==== EXCERPT TO READ ====
This is an herbaceous plant belonging to the legume family that is native to Europe and northeast Africa. It has traditionally been used for grazing because of its nutritional properties. Nowadays, however, new medicinal applications have come to light that also give it anti-inflammatory, lipid-lowering and healing properties.

Due to its high content of isoflavones, also known as “plant oestrogens”, and phytoestrogens, it is commonly used to alleviate menopausal symptoms, particularly hot flushes and night sweats. [3] However, despite its interesting properties, it is not recommended for use by pregnant and breastfeeding women.

  • Valerian (Valeriana officinalis):

It is an herbaceous plant of the Caprifoliaceae family, which grows and develops in many regions of the planet. It is known in traditional medicine for its calming effect and its action against insomnia. [4] Because of these properties, it is commonly used to alleviate some of the symptoms of menopause such as depression and anxiety.

On the other hand, hot flushes can also be a cause of sleep disturbance, generating a situation of restlessness and anxiety and leading to a deterioration in women’s quality of life. Numerous studies have shown the ability of this plant to reduce the intensity of hot flushes during the climacteric period, making it easier for women to get to sleep. [5]

  • Melissa officinalis (Melissa officinalis):

This is a perennial herb of the Lamiaceae family that grows in southern Europe and the Mediterranean basin. It is known for its intense lemon scent and has long been used in aromatherapy sessions and as an insect repellent. Nowadays, new properties have been discovered in this plant that give it a high therapeutic capacity. Calming, antidepressant, anxiolytic and antioxidant properties have been found.

Because of these, it is a candidate of choice for treating some menopausal symptoms related to insomnia and anxiety, with a large number of studies reporting its efficacy and highlighting the presence of rosmarinic acid. [6] It can also help to alleviate certain gastrointestinal problems that arise during this stage. [7]

Thus, the above-mentioned ingredients have been shown to have potential benefits for women with menopause, alleviating typical climacteric symptoms and considerably improving their quality of life. Furthermore, given the side effects of hormone therapy, natural supplements of this kind offer a reliable and safe alternative to alleviate the problems that can be caused by the menopause.
==== STUDY MATERIAL ====
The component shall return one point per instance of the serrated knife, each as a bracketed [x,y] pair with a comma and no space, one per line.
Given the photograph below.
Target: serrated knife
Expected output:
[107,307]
====
## [TASKS]
A - In the excerpt on herbal remedies for menopause, which compound do studies on Melissa officinalis highlight?
B - Reproduce the stretch of the excerpt on herbal remedies for menopause from "Due to its high" through "and breastfeeding women.".
C - Pick up the excerpt on herbal remedies for menopause after its last sentence and continue writing it.

## [ANSWER SECTION]
A - Rosmarinic acid.

B -
Due to its high content of isoflavones, also known as “plant oestrogens”, and phytoestrogens, it is commonly used to alleviate menopausal symptoms, particularly hot flushes and night sweats. [3] However, despite its interesting properties, it is not recommended for use by pregnant and breastfeeding women.

C -
[1] Henneicke-von Zepelin H. H. 60 years of Cimicifuga racemosa medicinal products: Clinical research milestones, current study findings and current development. Wiener medizinische Wochenschrift. 2017, 167 (7-8), 147–159.

[2]Wilfried, D., et al. Effectiveness of Menosan® Salvia officinalis in the treatment of a wide spectrum of menopausal complaints. A double-blind, randomized, placebo-controlled, clinical trial. Heliyon, 2021, 7 (2).

[3] Kanadys, W., et al. Evaluation of clinical meaningfulness of red clover (Trifolium pratense L.) extract to relieve hot flushes and menopausal symptoms in peri-and post-menopausal women: A systematic review and meta-analysis of randomized controlled trials. Nutrients, 2021, 13 (4), 1258.

Nai-Yu Ko, Kuo-Hu Chen, Li-Ru Chen. Isoflavone Supplements for Menopausal Women: A Systematic Review. Nutrients. 2019, 11 (11), 2649.

[4] Shinjyo, N., et al. Valerian Root in Treating Sleep Problems and Associated Disorders-A Systematic Review and Meta-Analysis. Journal of evidence-based integrative medicine, 2020, 25.

[5] Mirabi, P., Mojab, F. The effects of valerian root on hot flashes in menopausal women. Iranian journal of pharmaceutical research. IJPR, 2013, 12 (1), 217–222.

[6] Cases, J., et al. Pilot trial of Melissa officinalis L. leaf extract in the treatment of volunteers suffering from mild-to-moderate anxiety disorders and sleep disturbances. Mediterranean journal of nutrition and metabolism, 2011, 4 (3), 211–218.

[7] Martín Zaragoza, L. TFG: Some symptoms of menopause and their management. FACULTY OF PHARMACY COMPLUTENSE UNIVERSITY. 2011. FACULTY OF PHARMACY COMPLUTENSE UNIVERSITY 2011.